**REQUIREMENT**
Can you repeat word for word the part of the article on polarization research, starting with "The result showed" and going on through "toward political out-groups."?

**PAGE EXTRACT**
That's the implication of a new research paper on polarisation
It turns out that if you believe people freely choose their political viewpoints, it makes partisan polarisation worse. At least that’s the implication of a new research paper from Boise State University social scientist Alexander Severson.
Recent research in political science is suggesting that to a significant extent, our political worldview is less freely chosen than we think. Rather, there are strong correlations between differences of brain structure and of political outlook, while a conservative outlook is also correlated with generally higher disgust sensitivity (the ‘yuck reaction’).
So if that’s the case, then does it mean we should be more charitable to political opponents (because they can’t help believing what they do) or more determined to defeat them (because they’ll never see things the way we do)? To explore this, Severson studied what happened when people with strong partisan political beliefs were exposed to information designed to persuade them that political viewpoints are affected by biology.
The result showed two things: firstly, that some people simply reject the science and continue to believe their political opponents choose their views. But also secondly, that among the greater number who accepted the information about biological influences on political outlook, this significantly reduced their hostility toward political out-groups.

**INPUT DATA**
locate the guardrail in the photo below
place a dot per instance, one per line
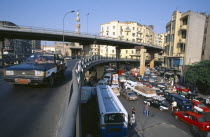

**RESULT OF THE TASK**
The result showed two things: firstly, that some people simply reject the science and continue to believe their political opponents choose their views. But also secondly, that among the greater number who accepted the information about biological influences on political outlook, this significantly reduced their hostility toward political out-groups.